* [Given task]: Convert the rows from the first line through the line containing "M 51 71 L 59", inclusive, into a Markdown table with the columns "Row" and "Line", numbering each line and omitting any blank lines.

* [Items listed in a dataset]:
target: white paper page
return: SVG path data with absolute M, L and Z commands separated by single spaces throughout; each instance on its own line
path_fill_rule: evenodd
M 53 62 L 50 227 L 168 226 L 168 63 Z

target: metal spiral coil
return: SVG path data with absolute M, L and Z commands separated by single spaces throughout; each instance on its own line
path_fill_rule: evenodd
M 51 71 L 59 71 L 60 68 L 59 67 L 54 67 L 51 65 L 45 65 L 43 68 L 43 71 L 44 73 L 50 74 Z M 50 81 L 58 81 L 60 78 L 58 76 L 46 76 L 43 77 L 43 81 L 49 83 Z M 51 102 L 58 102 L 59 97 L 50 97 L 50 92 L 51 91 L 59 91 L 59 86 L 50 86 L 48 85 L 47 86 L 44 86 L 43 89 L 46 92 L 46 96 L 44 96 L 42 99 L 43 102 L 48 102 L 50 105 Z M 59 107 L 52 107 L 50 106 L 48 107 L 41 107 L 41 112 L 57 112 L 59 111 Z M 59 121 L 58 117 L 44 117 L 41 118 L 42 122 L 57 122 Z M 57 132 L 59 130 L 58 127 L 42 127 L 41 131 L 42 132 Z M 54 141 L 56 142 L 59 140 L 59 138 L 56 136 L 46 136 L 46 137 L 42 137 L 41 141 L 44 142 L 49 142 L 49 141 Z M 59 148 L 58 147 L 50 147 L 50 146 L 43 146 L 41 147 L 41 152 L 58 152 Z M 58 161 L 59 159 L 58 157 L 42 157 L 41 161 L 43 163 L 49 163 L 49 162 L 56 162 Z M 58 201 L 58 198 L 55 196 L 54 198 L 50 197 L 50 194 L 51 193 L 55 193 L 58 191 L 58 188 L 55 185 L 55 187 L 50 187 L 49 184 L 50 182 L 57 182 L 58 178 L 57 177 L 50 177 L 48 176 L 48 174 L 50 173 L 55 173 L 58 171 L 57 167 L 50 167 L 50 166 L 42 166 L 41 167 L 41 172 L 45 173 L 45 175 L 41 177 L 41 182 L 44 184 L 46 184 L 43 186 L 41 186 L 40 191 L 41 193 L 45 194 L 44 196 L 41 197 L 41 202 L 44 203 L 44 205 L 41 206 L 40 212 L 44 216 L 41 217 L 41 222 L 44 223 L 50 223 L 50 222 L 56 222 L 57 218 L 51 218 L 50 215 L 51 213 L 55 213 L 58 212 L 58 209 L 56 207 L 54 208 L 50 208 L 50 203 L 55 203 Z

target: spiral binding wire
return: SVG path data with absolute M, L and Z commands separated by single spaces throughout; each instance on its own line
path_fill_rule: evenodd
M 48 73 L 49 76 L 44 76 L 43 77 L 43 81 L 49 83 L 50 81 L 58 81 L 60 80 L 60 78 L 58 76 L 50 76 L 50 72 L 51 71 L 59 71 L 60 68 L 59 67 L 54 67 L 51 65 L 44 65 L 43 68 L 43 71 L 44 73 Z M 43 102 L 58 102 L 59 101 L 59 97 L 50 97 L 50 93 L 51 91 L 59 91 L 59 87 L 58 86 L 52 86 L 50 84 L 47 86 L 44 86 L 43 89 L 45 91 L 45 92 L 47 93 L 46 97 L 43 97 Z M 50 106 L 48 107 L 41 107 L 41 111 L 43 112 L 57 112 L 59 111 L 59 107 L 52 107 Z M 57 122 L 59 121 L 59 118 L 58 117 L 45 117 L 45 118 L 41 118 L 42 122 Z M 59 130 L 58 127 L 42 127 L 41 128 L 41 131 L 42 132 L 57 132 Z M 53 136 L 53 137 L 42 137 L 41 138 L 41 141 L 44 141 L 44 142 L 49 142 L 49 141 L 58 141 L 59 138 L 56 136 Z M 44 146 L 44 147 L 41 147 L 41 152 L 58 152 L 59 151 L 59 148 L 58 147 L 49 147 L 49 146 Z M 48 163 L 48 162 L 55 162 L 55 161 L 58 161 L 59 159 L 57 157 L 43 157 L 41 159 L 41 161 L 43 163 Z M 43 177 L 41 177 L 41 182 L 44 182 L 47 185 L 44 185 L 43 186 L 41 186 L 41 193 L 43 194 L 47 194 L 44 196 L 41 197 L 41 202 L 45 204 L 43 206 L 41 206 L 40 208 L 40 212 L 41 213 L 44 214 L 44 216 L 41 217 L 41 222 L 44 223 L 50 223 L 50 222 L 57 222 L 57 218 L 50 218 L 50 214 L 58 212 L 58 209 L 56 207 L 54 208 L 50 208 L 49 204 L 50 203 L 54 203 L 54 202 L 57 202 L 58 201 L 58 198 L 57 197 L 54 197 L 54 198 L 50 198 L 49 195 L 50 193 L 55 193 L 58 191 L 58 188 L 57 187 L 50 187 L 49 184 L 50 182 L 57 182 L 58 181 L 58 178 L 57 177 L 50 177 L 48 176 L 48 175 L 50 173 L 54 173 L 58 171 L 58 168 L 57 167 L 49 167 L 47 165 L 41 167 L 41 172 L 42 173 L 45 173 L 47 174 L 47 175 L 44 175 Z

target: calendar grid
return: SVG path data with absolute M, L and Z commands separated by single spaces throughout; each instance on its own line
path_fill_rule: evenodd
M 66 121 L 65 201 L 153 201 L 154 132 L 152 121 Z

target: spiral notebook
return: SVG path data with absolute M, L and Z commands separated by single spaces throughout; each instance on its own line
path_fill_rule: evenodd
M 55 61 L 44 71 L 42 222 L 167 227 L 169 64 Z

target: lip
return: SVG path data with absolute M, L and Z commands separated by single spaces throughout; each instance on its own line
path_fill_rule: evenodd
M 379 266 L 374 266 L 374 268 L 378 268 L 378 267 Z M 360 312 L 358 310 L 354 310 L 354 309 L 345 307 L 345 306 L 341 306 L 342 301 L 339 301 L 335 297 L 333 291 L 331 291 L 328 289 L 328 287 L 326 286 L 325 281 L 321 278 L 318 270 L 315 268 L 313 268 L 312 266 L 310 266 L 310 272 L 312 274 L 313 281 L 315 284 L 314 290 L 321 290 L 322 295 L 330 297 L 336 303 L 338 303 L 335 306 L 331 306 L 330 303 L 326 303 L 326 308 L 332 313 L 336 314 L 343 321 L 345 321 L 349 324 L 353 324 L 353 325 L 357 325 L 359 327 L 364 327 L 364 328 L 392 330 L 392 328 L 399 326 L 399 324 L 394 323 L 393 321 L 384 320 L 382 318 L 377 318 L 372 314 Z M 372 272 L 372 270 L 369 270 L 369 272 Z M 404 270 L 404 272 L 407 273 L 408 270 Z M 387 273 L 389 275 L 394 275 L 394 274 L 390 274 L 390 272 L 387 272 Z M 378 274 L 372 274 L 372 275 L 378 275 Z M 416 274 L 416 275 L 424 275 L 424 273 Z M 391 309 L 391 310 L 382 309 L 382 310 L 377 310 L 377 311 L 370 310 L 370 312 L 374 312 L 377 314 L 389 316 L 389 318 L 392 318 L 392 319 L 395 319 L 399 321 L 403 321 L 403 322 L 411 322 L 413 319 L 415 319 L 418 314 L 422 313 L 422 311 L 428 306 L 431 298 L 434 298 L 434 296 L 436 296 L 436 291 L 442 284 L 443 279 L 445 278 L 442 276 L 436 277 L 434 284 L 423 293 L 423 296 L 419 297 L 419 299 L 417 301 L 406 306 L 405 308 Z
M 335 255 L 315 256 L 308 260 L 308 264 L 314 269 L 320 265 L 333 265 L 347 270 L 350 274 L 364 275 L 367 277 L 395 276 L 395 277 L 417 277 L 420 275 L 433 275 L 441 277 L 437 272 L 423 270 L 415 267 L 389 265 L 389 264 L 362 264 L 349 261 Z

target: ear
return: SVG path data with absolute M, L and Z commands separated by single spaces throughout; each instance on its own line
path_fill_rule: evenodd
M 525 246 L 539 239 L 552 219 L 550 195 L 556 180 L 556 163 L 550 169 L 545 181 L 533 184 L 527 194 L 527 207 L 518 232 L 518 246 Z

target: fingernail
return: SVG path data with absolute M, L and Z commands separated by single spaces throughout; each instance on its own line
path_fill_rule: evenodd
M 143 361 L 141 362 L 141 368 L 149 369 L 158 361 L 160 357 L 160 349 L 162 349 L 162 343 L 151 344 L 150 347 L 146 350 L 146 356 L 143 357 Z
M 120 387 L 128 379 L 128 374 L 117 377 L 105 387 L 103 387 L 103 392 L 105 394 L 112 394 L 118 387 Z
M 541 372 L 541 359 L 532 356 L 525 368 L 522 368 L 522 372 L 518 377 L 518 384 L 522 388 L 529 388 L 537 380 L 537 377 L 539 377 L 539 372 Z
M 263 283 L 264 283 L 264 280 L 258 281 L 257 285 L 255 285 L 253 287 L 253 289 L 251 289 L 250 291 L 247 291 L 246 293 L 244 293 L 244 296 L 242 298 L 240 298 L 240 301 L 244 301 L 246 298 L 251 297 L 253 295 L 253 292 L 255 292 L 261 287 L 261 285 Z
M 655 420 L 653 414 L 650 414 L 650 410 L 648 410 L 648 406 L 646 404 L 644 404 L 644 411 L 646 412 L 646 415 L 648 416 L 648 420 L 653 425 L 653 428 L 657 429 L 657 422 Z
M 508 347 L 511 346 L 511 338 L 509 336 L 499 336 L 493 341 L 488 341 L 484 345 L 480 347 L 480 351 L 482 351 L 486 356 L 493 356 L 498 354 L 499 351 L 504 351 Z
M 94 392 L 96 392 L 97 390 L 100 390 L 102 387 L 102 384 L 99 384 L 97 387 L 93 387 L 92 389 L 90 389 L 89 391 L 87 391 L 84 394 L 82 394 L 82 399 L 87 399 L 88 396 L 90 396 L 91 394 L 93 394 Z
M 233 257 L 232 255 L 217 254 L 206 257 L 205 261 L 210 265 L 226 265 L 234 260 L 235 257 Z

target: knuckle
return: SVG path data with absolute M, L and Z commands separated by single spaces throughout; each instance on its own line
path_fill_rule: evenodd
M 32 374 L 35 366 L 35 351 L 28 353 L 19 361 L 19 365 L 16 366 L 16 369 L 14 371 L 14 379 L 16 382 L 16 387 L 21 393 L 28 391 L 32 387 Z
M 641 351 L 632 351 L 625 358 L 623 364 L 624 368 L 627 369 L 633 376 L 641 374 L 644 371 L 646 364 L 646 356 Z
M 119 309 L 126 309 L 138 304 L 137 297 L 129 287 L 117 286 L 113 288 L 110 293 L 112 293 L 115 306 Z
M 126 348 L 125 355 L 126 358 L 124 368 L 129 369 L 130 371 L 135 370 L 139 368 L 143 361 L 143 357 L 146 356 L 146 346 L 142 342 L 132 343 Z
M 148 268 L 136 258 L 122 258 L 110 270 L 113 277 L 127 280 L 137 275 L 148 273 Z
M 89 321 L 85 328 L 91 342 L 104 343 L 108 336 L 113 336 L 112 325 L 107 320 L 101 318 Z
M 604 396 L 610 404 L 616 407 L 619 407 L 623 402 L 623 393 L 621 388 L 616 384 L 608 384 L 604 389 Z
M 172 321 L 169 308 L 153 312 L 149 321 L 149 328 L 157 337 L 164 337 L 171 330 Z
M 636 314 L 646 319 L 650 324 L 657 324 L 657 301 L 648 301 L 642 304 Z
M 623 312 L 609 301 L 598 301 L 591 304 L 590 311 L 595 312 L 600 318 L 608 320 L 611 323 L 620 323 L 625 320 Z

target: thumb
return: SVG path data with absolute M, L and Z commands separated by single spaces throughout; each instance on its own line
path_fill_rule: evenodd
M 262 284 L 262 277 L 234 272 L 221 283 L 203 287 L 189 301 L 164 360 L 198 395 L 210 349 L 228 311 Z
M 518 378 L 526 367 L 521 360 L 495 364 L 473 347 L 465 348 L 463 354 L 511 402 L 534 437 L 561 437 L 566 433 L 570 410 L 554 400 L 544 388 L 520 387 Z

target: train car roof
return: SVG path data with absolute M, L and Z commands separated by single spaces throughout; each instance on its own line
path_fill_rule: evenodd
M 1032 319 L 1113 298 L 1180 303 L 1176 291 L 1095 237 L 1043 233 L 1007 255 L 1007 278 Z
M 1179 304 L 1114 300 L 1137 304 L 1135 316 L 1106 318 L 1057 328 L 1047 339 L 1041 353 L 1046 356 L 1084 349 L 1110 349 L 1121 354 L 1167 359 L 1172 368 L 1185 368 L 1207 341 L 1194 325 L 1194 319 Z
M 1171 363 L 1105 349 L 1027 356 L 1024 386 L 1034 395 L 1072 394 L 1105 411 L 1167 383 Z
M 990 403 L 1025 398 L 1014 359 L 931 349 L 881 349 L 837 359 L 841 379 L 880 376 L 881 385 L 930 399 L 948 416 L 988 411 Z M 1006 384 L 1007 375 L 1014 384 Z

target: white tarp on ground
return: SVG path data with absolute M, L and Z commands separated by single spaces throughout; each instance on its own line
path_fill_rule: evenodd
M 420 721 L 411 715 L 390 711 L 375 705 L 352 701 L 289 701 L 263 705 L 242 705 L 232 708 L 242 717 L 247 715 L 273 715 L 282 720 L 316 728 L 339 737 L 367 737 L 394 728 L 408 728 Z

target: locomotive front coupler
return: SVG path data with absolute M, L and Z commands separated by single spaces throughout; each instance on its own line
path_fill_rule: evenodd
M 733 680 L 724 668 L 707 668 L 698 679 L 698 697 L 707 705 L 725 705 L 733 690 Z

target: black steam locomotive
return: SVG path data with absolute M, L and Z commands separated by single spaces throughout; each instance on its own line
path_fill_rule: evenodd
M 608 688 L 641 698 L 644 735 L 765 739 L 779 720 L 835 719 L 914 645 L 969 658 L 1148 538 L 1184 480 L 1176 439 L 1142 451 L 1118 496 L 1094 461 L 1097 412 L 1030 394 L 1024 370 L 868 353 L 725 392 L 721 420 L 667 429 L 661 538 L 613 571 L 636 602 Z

* [Result]:
| Row | Line |
|---|---|
| 1 | target: white paper page |
| 2 | return: SVG path data with absolute M, L and Z commands separated by single spaces throughout; each instance on its own line |
| 3 | path_fill_rule: evenodd |
| 4 | M 53 62 L 50 227 L 168 226 L 168 63 Z |
| 5 | target: metal spiral coil |
| 6 | return: SVG path data with absolute M, L and Z commands separated by single spaces throughout; each instance on its own line |
| 7 | path_fill_rule: evenodd |
| 8 | M 51 71 L 59 71 L 60 68 L 59 67 L 54 67 L 51 65 L 45 65 L 43 68 L 43 71 L 44 73 L 50 74 Z M 50 81 L 58 81 L 60 78 L 58 76 L 46 76 L 43 77 L 43 81 L 49 83 Z M 51 102 L 58 102 L 59 97 L 50 97 L 50 92 L 51 91 L 59 91 L 59 86 L 50 86 L 48 85 L 47 86 L 44 86 L 43 89 L 46 92 L 46 96 L 44 96 L 42 99 L 43 102 L 48 102 L 50 105 Z M 59 107 L 52 107 L 50 106 L 48 107 L 41 107 L 41 112 L 57 112 L 59 111 Z M 59 121 L 58 117 L 44 117 L 41 118 L 42 122 L 57 122 Z M 57 132 L 59 130 L 58 127 L 42 127 L 41 131 L 42 132 Z M 54 141 L 56 142 L 59 140 L 59 138 L 56 136 L 46 136 L 46 137 L 42 137 L 41 141 L 44 142 L 49 142 L 49 141 Z M 59 148 L 58 147 L 50 147 L 50 146 L 43 146 L 41 147 L 41 152 L 58 152 Z M 58 161 L 59 159 L 58 157 L 42 157 L 41 161 L 43 163 L 49 163 L 49 162 L 56 162 Z M 58 201 L 58 198 L 55 196 L 54 198 L 50 197 L 50 194 L 51 193 L 55 193 L 58 191 L 58 188 L 55 185 L 55 187 L 50 187 L 49 184 L 50 182 L 57 182 L 58 178 L 57 177 L 50 177 L 48 176 L 48 174 L 50 173 L 55 173 L 58 171 L 57 167 L 50 167 L 50 166 L 42 166 L 41 167 L 41 172 L 45 173 L 45 175 L 41 177 L 41 182 L 44 184 L 46 184 L 43 186 L 41 186 L 40 191 L 41 193 L 45 194 L 44 196 L 41 197 L 41 202 L 44 203 L 44 205 L 41 206 L 40 212 L 44 216 L 41 217 L 41 222 L 44 223 L 50 223 L 50 222 L 56 222 L 57 218 L 51 218 L 50 215 L 51 213 L 55 213 L 58 212 L 58 209 L 56 207 L 54 208 L 50 208 L 50 203 L 55 203 Z |